─── Supplied records ───

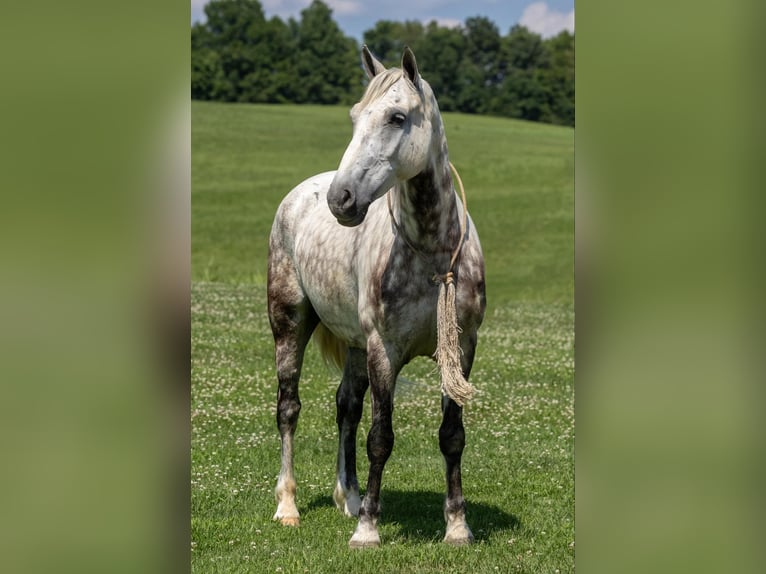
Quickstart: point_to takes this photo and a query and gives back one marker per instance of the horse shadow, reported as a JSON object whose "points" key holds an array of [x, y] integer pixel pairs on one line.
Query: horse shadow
{"points": [[419, 516]]}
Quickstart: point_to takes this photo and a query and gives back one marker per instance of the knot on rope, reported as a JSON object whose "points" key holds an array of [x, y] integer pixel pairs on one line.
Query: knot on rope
{"points": [[446, 279]]}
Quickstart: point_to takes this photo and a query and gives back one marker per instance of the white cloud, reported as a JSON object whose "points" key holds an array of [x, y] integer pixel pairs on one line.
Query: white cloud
{"points": [[287, 8], [444, 22], [546, 22], [344, 6]]}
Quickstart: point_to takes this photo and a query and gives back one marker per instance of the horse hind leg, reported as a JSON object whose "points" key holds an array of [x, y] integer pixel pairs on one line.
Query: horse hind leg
{"points": [[349, 400], [451, 444], [292, 322]]}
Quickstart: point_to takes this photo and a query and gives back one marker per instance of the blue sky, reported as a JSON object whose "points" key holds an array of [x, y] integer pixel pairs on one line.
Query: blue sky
{"points": [[355, 16]]}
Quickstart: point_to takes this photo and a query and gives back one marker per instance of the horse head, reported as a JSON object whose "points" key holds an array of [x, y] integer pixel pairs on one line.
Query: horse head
{"points": [[391, 140]]}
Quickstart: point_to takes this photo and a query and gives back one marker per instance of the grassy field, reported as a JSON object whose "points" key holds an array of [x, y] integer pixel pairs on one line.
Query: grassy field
{"points": [[518, 467]]}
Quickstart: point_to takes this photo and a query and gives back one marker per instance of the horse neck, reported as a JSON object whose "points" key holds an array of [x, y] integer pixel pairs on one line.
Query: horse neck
{"points": [[427, 206]]}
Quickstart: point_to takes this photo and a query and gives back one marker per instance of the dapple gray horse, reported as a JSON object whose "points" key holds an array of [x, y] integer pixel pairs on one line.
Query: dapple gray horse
{"points": [[366, 275]]}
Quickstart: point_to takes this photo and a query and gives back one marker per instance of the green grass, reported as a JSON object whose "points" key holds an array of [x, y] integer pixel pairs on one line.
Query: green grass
{"points": [[518, 468]]}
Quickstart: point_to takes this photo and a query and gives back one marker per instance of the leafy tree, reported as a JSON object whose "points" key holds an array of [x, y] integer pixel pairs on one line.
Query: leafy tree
{"points": [[561, 77], [238, 55], [388, 39], [478, 70], [440, 55], [327, 62]]}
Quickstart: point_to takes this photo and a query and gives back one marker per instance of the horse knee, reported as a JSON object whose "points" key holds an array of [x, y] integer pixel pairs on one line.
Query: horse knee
{"points": [[452, 440], [288, 409], [380, 443], [349, 408]]}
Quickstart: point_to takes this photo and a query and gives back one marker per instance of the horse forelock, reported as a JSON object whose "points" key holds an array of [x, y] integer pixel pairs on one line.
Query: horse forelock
{"points": [[381, 83]]}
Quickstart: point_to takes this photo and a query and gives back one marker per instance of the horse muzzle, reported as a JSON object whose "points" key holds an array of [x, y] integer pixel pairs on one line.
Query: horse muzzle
{"points": [[343, 205]]}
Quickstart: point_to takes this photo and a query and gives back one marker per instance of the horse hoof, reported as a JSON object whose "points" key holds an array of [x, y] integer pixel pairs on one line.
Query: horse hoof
{"points": [[372, 543], [459, 536], [365, 536]]}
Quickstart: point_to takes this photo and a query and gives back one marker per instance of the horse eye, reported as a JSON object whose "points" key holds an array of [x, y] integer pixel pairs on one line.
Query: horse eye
{"points": [[398, 118]]}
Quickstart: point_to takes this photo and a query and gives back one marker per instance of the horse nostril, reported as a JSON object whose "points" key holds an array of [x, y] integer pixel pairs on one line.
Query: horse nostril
{"points": [[346, 200]]}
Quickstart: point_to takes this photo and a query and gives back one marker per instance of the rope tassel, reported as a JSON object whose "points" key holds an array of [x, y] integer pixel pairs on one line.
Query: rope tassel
{"points": [[448, 349]]}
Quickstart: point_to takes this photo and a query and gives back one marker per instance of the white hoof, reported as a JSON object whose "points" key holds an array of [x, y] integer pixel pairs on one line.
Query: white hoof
{"points": [[365, 536], [347, 502], [458, 532]]}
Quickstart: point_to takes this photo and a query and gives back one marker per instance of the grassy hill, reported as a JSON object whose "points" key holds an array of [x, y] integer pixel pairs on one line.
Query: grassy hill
{"points": [[519, 180], [518, 466]]}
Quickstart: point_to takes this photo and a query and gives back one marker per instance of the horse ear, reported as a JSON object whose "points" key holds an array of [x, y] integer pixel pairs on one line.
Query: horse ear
{"points": [[371, 65], [410, 67]]}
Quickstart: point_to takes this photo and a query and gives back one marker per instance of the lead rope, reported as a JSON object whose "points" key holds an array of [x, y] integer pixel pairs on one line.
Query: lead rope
{"points": [[453, 383]]}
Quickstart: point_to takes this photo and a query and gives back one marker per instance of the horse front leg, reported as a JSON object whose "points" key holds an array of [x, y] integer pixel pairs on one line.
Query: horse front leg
{"points": [[349, 400], [292, 326], [451, 444], [380, 442]]}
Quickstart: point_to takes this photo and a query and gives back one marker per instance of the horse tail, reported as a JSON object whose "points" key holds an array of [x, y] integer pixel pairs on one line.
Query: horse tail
{"points": [[333, 350]]}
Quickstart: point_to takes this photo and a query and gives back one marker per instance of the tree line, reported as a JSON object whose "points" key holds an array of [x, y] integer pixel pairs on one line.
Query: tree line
{"points": [[238, 55]]}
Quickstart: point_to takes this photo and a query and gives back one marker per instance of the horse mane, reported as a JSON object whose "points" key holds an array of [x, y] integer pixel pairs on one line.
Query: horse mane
{"points": [[379, 85]]}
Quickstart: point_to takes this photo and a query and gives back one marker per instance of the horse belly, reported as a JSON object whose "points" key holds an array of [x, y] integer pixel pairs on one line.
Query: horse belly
{"points": [[324, 259]]}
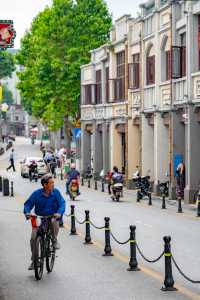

───

Objective :: Reproduce word for word the lines starting at the one containing "horse belly, reported" and ending at the end of the entries, both ends included. Leave any pictures out of your answer.

Response to this exercise ::
Quickstart: point_to takes this photo and a query and gives back one marker per instance of the horse belly, reported as a JSON object whose "points" key holds an array of [x, y] integer pixel pairs on one line.
Query: horse belly
{"points": [[324, 259]]}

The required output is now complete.